- SOURCE PASSAGE -
───
I don’t care much for looks. I want something that works good. Every time I’ve tried KDE in the past decade there have been major bugs that crashed things. I use mostly XFCE and OpenBox (both ugly) and the bugs are so infrequent that I can’t even remember the last one encountered. I’m so busy getting things done I don’t notice how ugly the desktop environment looks.
idk man it seems pretty kool
Never let programmers name things 😁
Web browsers: elinks, based on links, which I’m pretty sure was a play on words on lynx, which is a play on words on “links” on a web page.
Then there’s email. There’s mahogany and balsa and mulberry, which are in-jokes referring to pine, which was a joke referring to elm, which stood for ELectronic Mail. Pine has been forked to alpine, in an entirely different play on words.
Pine has been forked to Alpine
Wonder if it runs on Alpine the Linux distro.
In other news, I never knew pine’s genetic code still lives on; but I miss elm more. Can we do uw-imap too? Dovecot annoys me.
I’ve run alpine on alpine, it works just fine
Naming things is hard, and everyone remembers these names, so they must have done something right.
Yes, naming things one of the three hard computing problems left along with cache invalidation.
I feel bad that you’ve been left hanging there.
What’s the third one? :)
Probably off-by-one errors
Yea no kidding. Gnome is pronounced Guhnome, Mate DE is pronounced Matay, Open Suse is susuh not soos, and Qt is to be pronounced as “cute” instead of just… Q-T. Many such cases.
Wait for real? I don’t think I’ve heard many say those terms out loud, i pronounce them in my head Nome, Mate, Soos, and q-t
On second thought, let’s not move to Linux.
Yes, tis a silly place.
This sounds like it was written for a medical research journal.
Linux lore is my favourite
I have a slightly higher appreciation for recursive acronyms now.
With just little bit of formatting, it would communicate the information infinitely better. Why don’t people make the minimal effort, once, when not doing leads to each and everyone having to figure out what the fuck it’s actually trying to say.
Apologies. I’m grumpy after a three hour meeting.
───
- RECORDED INFORMATION -
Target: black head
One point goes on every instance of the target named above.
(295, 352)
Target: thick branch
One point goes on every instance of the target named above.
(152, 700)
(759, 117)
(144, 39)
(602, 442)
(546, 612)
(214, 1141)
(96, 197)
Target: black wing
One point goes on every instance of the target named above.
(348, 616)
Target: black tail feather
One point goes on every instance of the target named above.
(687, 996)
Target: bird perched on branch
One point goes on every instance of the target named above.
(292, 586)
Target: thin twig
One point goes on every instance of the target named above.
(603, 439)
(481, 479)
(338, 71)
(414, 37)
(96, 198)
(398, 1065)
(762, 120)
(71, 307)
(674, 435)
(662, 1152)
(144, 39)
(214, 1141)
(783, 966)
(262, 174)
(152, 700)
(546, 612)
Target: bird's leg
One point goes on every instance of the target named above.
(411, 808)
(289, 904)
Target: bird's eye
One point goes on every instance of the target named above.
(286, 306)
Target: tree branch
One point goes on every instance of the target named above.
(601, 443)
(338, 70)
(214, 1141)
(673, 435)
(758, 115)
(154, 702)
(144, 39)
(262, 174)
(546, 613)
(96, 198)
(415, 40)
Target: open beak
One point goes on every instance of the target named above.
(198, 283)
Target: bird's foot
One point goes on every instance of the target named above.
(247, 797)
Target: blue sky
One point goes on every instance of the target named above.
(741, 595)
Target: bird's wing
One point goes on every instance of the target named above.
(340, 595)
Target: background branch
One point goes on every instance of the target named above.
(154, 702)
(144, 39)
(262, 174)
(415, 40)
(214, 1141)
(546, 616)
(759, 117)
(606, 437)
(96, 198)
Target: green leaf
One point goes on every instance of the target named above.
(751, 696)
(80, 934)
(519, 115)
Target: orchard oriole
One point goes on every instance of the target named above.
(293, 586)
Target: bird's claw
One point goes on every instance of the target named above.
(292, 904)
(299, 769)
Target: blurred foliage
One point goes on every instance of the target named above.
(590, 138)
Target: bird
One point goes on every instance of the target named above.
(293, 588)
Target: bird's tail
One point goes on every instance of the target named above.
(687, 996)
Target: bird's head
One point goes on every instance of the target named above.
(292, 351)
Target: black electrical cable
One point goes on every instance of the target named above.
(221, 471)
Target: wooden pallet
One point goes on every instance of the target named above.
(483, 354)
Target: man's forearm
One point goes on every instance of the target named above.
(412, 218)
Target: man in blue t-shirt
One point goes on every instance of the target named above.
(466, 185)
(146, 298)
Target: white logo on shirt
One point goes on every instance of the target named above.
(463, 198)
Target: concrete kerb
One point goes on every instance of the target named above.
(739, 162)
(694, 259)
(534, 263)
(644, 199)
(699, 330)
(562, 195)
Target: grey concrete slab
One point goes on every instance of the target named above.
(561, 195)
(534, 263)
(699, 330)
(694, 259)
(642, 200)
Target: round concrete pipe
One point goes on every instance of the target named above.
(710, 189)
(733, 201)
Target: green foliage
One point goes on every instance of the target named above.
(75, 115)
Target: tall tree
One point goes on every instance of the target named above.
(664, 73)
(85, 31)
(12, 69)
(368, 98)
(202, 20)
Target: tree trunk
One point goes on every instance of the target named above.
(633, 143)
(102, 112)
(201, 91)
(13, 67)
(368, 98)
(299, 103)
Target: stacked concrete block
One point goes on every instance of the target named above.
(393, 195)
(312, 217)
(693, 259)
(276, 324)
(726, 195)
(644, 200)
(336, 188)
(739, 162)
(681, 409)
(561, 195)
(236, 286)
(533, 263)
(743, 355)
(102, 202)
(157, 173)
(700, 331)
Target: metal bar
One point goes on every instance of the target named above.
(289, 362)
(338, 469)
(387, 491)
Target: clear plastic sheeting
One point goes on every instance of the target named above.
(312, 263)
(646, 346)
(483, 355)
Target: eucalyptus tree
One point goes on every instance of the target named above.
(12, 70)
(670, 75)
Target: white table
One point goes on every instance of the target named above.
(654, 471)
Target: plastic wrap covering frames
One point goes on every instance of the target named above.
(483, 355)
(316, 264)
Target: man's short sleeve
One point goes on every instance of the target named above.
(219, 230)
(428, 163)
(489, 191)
───
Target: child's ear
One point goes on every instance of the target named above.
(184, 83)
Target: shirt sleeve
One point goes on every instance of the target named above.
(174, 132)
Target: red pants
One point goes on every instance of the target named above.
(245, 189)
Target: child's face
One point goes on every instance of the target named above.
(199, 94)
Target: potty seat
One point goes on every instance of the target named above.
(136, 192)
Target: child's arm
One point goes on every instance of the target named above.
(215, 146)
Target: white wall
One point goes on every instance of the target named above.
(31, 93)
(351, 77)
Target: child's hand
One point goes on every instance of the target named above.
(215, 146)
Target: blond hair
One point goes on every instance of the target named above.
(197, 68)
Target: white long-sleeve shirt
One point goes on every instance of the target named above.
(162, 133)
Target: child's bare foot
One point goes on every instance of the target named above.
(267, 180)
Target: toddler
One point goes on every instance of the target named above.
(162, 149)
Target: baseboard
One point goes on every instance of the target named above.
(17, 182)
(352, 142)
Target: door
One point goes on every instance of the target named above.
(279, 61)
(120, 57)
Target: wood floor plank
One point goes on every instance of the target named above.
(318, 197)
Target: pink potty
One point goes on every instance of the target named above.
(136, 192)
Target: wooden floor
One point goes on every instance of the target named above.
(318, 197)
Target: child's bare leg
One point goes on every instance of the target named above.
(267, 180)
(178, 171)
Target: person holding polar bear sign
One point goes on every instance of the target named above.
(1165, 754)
───
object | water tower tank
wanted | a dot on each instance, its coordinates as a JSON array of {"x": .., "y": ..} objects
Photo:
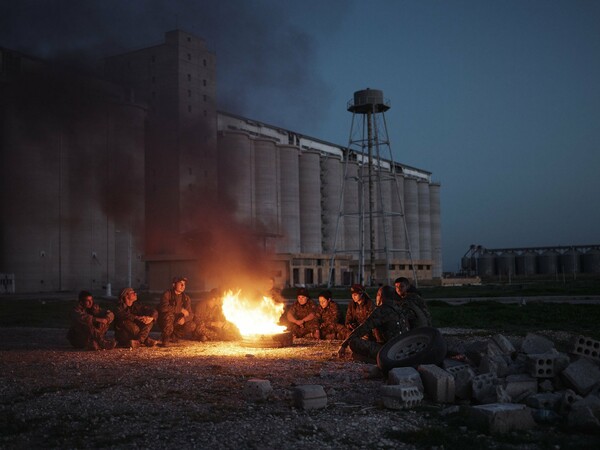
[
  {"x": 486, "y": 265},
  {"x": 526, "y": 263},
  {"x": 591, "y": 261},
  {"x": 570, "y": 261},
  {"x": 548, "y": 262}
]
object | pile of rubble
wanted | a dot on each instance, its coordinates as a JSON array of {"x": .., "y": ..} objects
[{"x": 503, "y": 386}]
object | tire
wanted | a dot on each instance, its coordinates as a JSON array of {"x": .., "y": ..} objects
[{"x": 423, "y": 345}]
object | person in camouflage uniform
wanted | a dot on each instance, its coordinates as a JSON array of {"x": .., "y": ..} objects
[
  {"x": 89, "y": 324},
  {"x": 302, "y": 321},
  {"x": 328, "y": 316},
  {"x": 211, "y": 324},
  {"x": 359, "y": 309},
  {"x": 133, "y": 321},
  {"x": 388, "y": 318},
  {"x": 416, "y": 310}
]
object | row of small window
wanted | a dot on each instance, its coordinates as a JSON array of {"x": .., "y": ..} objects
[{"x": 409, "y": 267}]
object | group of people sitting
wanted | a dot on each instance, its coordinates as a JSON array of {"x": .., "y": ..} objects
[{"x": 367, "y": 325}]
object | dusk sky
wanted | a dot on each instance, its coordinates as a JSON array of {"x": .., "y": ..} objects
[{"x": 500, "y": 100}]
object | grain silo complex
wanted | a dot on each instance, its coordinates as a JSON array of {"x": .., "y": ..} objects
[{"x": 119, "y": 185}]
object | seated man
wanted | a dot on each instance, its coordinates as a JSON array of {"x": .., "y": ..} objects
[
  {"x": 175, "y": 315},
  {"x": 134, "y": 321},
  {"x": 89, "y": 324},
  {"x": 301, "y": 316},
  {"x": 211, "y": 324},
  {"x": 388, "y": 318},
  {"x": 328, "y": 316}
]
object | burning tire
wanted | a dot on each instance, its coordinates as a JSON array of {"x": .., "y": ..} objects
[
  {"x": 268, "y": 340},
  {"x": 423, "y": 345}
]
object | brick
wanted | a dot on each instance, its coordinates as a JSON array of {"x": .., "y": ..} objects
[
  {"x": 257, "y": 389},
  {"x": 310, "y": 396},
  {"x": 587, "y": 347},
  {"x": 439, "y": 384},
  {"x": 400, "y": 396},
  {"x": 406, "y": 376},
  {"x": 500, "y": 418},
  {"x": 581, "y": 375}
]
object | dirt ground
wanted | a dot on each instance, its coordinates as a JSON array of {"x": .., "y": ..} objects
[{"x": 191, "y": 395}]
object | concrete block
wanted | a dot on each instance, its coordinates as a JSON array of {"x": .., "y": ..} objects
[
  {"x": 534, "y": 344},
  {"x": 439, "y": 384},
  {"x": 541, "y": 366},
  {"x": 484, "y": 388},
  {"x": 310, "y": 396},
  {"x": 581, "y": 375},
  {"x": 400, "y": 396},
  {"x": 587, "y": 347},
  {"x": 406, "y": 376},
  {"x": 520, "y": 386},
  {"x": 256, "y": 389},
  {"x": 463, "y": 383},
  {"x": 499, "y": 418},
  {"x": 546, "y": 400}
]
───
- EXERCISE -
In the Linux naming thread, what did the email program name elm stand for? Rely solely on the Linux naming thread, not on the rows.

- SOLUTION BELOW -
ELectronic Mail.